=== INSTRUCTIONS FOR THE TASK ===
Nothing but the records beneath, reproduced exactly, should appear in the answer.

=== RECORDS FOR THE EXERCISE ===
--------------------

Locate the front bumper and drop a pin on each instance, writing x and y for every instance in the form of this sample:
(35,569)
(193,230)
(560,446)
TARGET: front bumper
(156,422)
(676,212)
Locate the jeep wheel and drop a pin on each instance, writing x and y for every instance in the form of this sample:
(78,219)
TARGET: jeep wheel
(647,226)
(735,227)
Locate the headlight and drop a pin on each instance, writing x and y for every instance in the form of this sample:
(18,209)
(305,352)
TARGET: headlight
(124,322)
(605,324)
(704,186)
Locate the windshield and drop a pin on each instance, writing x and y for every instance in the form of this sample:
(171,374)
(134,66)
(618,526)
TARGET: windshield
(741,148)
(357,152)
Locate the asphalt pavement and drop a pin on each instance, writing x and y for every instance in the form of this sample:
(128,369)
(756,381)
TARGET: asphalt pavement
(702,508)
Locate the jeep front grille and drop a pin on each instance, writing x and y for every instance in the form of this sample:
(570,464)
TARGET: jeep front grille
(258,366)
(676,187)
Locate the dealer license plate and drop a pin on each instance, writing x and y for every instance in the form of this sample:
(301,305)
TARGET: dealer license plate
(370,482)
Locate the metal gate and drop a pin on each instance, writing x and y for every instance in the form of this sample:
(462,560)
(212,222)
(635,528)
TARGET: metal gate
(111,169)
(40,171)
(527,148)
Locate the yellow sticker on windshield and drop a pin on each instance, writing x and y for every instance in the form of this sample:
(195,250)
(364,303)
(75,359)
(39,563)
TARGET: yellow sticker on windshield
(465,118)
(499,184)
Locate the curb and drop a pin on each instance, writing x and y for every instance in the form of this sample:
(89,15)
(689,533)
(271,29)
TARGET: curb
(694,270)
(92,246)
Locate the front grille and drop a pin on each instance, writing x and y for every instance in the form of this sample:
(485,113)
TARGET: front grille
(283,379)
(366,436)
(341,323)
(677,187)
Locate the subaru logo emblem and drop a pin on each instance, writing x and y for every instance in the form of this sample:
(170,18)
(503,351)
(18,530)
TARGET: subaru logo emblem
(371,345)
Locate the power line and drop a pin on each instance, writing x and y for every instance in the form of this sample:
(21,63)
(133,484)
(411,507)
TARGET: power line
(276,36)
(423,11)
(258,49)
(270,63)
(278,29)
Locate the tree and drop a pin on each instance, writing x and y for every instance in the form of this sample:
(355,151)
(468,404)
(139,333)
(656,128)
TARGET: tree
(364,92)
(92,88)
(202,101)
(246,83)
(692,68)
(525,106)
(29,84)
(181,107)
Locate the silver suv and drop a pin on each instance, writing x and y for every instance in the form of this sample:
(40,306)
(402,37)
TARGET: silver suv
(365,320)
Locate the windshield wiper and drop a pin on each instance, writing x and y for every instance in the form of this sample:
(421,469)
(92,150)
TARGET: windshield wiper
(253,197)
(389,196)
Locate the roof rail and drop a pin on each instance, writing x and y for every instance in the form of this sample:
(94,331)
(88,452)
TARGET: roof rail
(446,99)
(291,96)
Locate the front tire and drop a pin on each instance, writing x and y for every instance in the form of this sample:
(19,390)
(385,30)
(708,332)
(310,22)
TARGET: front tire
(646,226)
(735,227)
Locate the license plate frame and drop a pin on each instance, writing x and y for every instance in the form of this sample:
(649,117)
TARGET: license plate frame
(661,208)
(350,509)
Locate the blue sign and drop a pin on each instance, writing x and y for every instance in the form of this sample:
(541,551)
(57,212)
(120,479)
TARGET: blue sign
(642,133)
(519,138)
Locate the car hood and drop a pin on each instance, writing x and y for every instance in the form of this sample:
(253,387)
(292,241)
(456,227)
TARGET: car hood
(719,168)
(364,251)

--------------------

=== RESPONSE BOX ===
Locate the front bumper and drop a pin on each instance, writing x and y for every instance in the form of this sample:
(35,569)
(193,230)
(560,446)
TARGET: front bumper
(156,422)
(676,212)
Locate the jeep wheel and drop a pin on each instance, writing x and y for every instance in the form of this sample:
(78,219)
TARGET: jeep wheel
(647,226)
(735,227)
Locate the headlight and drop a pin on each instance, writing x and y for every instance in the form of this sample:
(18,209)
(305,352)
TARGET: headlight
(124,322)
(605,324)
(704,186)
Locate the windshield and drop a pin on each instance, writing x and y for every instance in the form of this sample:
(171,374)
(134,66)
(618,526)
TARGET: windshield
(741,148)
(357,152)
Locate the asphalt pavement and drop a pin on each instance, writing x and y for every instance in the form of this sample:
(128,369)
(756,381)
TARGET: asphalt pavement
(702,508)
Locate the jeep front grille and drop a pin on each instance, writing x and y for every instance in the form of this sample:
(570,464)
TARGET: jeep front grille
(258,366)
(676,187)
Locate the dealer license plate and drop a pin on each instance, writing x and y for every instance in the form of this sample:
(301,305)
TARGET: dealer license plate
(370,482)
Locate the metal gate and drop a pin on each instance, writing x and y for every instance in the form of this sample:
(462,560)
(212,222)
(635,528)
TARGET: metal gate
(111,169)
(40,171)
(527,148)
Locate the yellow sticker on windshield and drop a pin on each instance, writing x and y for every instance in the form of this sample:
(195,250)
(364,303)
(75,359)
(39,563)
TARGET: yellow sticker on windshield
(465,118)
(499,184)
Locate the curb and drop a pin on each instance, writing x and y for every instance in the form of this sample:
(89,15)
(689,533)
(271,29)
TARGET: curb
(694,270)
(92,246)
Locate the front grille and drop a pin on each instance, writing x and y for every instance in the form of this sample:
(485,113)
TARGET: front grille
(283,379)
(366,436)
(341,323)
(677,187)
Locate the subaru logo emblem and drop a pin on each instance, writing x and y for every instance in the form of this sample:
(170,18)
(503,351)
(18,530)
TARGET: subaru logo emblem
(371,345)
Locate the power line and drop a pin on each instance, writing x and y for every instance in the form of this sample:
(21,63)
(133,484)
(411,507)
TARGET: power line
(276,36)
(423,11)
(258,49)
(270,63)
(278,29)
Locate the tree and drop a pin on each instance, writing x and y for every instance in the form of this sample:
(355,151)
(468,404)
(139,333)
(656,128)
TARGET: tree
(364,92)
(92,88)
(202,101)
(246,83)
(692,68)
(525,106)
(29,84)
(181,107)
Locate the silver suv and drop a pin on each instance, writing x and y for every instance in the form of this sample:
(40,306)
(402,37)
TARGET: silver suv
(365,320)
Locate the windshield wiper and drop a pin on each instance, writing x and y for every instance in the form of this sample:
(421,469)
(92,150)
TARGET: windshield wiper
(253,197)
(389,196)
Locate the roof rail and drop a pin on each instance, writing x and y for every instance in the form of this sample:
(94,331)
(88,452)
TARGET: roof rail
(446,99)
(291,96)
Locate the front tire and drop a pin on each instance, writing x and y for every instance in the form of this sample:
(19,390)
(385,30)
(708,332)
(310,22)
TARGET: front tire
(646,226)
(735,227)
Locate the license plate frame and drop a pin on each instance, writing x and y for every instance in the form of this sample:
(649,117)
TARGET: license plate frame
(661,208)
(350,509)
Locate the blue sign and drop a pin on each instance, writing x and y for every instance in the form of this sample:
(541,551)
(57,212)
(120,479)
TARGET: blue sign
(642,133)
(519,138)
Locate the car hood and drop a pin on each instance, writing x and y for every instance in the form of this sample:
(253,387)
(292,241)
(456,227)
TARGET: car hood
(719,168)
(364,251)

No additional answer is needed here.